Records to use: Begin

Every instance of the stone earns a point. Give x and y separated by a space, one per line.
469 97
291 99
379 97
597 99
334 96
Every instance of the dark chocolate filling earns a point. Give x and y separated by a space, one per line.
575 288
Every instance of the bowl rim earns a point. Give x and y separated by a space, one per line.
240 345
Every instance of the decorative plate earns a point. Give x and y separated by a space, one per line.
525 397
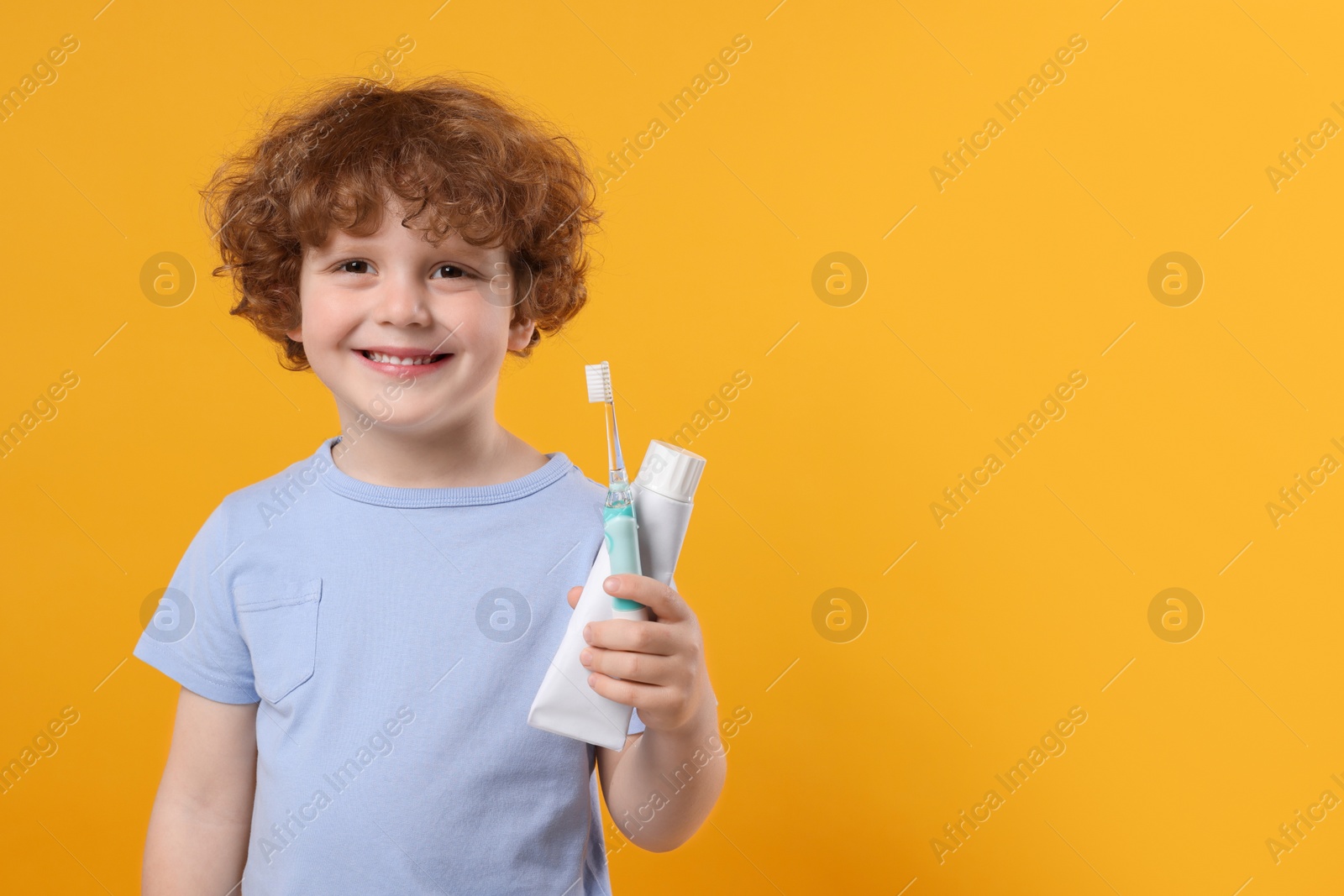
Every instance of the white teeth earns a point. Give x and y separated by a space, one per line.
393 359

Records to use: End

What you should do:
Give the data again exactly as written, with no pictures included.

Answer area:
Every instance of the stone earns a point. Give x and y separated by a space, one per line.
469 97
291 99
379 97
597 99
334 96
Every instance of the dark chocolate filling earns a point. Give x and y separated by a space, one per line.
575 288
Every instance of the bowl rim earns a point. Give x and y separated by a space, one per line.
240 345
Every instance of the decorative plate earns a point. Give x and y separated by a space, one per line.
525 397
Every instance of the white teeth earns a point. Give x and y separated by a space, one per line.
393 359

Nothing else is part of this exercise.